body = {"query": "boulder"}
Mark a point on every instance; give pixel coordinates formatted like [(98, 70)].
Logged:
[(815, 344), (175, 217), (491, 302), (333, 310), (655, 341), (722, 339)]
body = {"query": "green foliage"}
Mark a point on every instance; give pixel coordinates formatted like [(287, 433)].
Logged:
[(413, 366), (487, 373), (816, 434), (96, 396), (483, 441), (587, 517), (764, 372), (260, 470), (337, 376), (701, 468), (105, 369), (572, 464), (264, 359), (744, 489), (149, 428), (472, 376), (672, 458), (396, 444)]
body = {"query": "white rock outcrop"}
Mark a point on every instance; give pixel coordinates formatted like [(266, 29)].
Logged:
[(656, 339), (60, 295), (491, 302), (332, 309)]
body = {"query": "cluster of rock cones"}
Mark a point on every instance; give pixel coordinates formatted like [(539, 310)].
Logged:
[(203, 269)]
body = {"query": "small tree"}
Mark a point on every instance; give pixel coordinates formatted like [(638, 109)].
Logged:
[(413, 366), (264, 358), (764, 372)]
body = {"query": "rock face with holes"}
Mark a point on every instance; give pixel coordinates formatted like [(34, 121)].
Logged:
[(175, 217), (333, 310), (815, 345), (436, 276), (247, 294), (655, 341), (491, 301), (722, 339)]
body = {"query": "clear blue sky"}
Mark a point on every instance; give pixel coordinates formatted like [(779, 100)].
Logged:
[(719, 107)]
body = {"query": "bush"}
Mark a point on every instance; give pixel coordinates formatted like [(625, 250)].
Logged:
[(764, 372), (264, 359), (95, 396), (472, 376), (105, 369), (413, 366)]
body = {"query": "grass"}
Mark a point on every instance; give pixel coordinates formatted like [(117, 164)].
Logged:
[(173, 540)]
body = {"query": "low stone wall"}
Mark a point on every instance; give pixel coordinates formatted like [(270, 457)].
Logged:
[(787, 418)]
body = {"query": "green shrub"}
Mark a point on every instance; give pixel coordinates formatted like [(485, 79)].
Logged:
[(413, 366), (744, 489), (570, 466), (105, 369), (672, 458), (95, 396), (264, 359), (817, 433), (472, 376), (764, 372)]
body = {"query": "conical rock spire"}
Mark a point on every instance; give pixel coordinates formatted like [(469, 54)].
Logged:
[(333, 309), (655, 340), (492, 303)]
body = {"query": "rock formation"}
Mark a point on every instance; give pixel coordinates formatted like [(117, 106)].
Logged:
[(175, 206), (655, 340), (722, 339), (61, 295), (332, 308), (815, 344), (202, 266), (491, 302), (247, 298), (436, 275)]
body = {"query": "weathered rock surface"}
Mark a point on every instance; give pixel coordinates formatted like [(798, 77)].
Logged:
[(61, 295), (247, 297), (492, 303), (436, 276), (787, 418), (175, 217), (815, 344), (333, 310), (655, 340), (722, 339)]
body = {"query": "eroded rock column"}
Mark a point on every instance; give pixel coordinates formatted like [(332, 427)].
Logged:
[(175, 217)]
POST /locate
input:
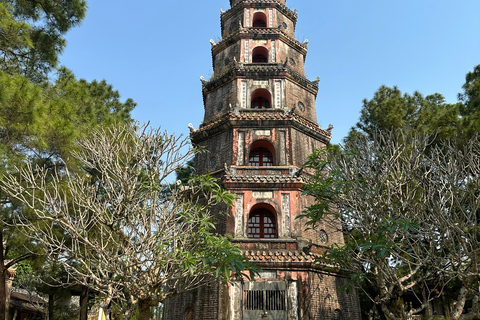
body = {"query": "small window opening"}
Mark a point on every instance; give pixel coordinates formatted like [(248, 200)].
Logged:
[(260, 55), (260, 99), (259, 24), (262, 224), (260, 157), (260, 103), (266, 300), (259, 20)]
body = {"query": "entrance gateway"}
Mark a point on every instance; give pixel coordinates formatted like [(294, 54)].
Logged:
[(260, 125)]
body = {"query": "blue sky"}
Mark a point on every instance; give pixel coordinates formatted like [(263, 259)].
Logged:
[(154, 51)]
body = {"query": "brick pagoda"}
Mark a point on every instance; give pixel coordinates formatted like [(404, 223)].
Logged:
[(260, 126)]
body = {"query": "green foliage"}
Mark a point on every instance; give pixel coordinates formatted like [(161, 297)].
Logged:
[(32, 34), (184, 173), (390, 109)]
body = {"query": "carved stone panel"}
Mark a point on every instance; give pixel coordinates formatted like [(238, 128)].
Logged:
[(286, 215), (239, 220), (241, 148)]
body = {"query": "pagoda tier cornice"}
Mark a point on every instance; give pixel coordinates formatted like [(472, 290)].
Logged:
[(262, 34), (292, 15), (263, 71), (249, 118)]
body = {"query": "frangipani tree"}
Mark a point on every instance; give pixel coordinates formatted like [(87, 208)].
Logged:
[(119, 227)]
————
:: What needs to be done ::
Return the material above exactly; the images stay out.

:: Result for this exercise ::
body = {"query": "boulder"}
Mark a point on every instance; give pixel coordinates formatted like [(98, 70)].
Logged:
[(815, 344), (175, 217), (491, 302), (333, 310), (655, 341), (722, 339)]
body = {"query": "green foliage"}
Mark a point on every instance; give pixel coordinates formatted like [(287, 433)].
Logged:
[(413, 366), (487, 373), (816, 434), (96, 396), (483, 441), (587, 517), (764, 372), (260, 470), (337, 376), (701, 468), (105, 369), (572, 464), (264, 359), (744, 489), (149, 428), (472, 376), (672, 458), (396, 444)]
body = {"query": "white rock outcrop"}
Mark a point on every instance; give pixel coordinates formatted like [(266, 29)].
Logged:
[(656, 339), (60, 295), (491, 302), (332, 309)]
body = {"query": "cluster of rock cones"}
Mark a point on every instance; give pixel coordinates formatted like [(539, 310)].
Logged:
[(203, 269)]
body = {"query": "small tree"}
Mark a point on every instance; give pixel coordinates formatted like [(638, 109)].
Logged:
[(413, 366), (264, 358), (764, 372)]
body = {"query": "rock face with holes"}
Mark a point on every instance; give pixel coordinates formatted like [(34, 121)].
Logged:
[(175, 217), (333, 310), (815, 345), (436, 276), (247, 294), (655, 341), (491, 301), (722, 339)]
body = {"query": "clear blue sky"}
Mark a point on every instance; give pixel coordinates formatted like [(779, 100)].
Logged:
[(719, 107)]
body = {"query": "bush"}
Mark a point on every instance; give pixel coordinates formatted like [(625, 250)].
Logged:
[(764, 372), (264, 359), (95, 396), (472, 376), (105, 369), (413, 366)]
body = {"query": "grass"}
Mark a point on every instance; give pixel coordinates formatted like [(117, 164)].
Logged:
[(173, 540)]
body = {"query": "low stone wall"}
Mark a point on every instance; give pixel coordinates formatted like [(270, 457)].
Logged:
[(787, 418)]
body = {"query": "green shrub"}
Mark a point on every instance; give pixel coordinates formatted like [(485, 79)].
Logged:
[(413, 366), (744, 489), (570, 466), (105, 369), (672, 458), (95, 396), (264, 359), (817, 433), (472, 376), (764, 372)]
body = {"query": "conical rock spire"}
Mark a point on every instance; give pixel coordinates formatted like [(469, 54)].
Logged:
[(333, 309), (655, 340), (492, 303)]
body = {"query": "rock formation"}
Mark a point on every instance; give pixel coordinates formatted like [(117, 106)].
Logged:
[(175, 206), (655, 340), (722, 339), (61, 295), (332, 308), (815, 344), (202, 266), (491, 302), (247, 298), (436, 275)]
body = {"query": "weathered rock surface"}
Mark a point on every instance; give pixel coordinates formatted like [(798, 77)].
Logged:
[(61, 295), (247, 297), (492, 303), (436, 276), (787, 418), (175, 217), (815, 344), (333, 310), (655, 340), (722, 339)]
body = {"query": "eroded rock column"}
Mark a point on every instance; give pixel coordinates formatted like [(332, 427)].
Logged:
[(175, 217)]
POST /locate
input:
body = {"query": "small window opening"}
Mark a point on every instance; give pixel coordinates formatted like [(248, 200)].
Logged:
[(260, 55), (260, 99), (259, 24), (262, 224), (260, 157), (260, 103), (266, 300), (259, 20)]
body = {"query": "entrance gateway"}
Mark a point on every instance; give pixel coordinates formatted like [(294, 54)].
Logged:
[(260, 125)]
body = {"query": "blue sky"}
Mark a point on every instance; give pixel coordinates formatted like [(263, 259)].
Logged:
[(154, 51)]
body = {"query": "brick pagoda"}
Mark a point on every instance; give pixel coordinates formatted like [(404, 223)].
Logged:
[(260, 126)]
body = {"query": "green foliage"}
Mark a point on every instance; give pixel coordinates formatted like [(161, 297)].
Logged:
[(32, 34), (184, 173), (390, 109)]
body = {"query": "carved stone panel"}
Mark a point on every instance; give pixel coordinates formatted like [(238, 128)].
Logged:
[(286, 215), (239, 220), (241, 148)]
body = {"query": "pagoda tier cornice"}
Mark a point on every instance; give pixel coordinates formatted like [(472, 290)].
Logged:
[(262, 34), (292, 15), (263, 71), (249, 118)]
body = {"query": "frangipani tree"}
Mark a point on every instance; give pixel coordinates formatted like [(87, 208)].
Logged:
[(119, 227)]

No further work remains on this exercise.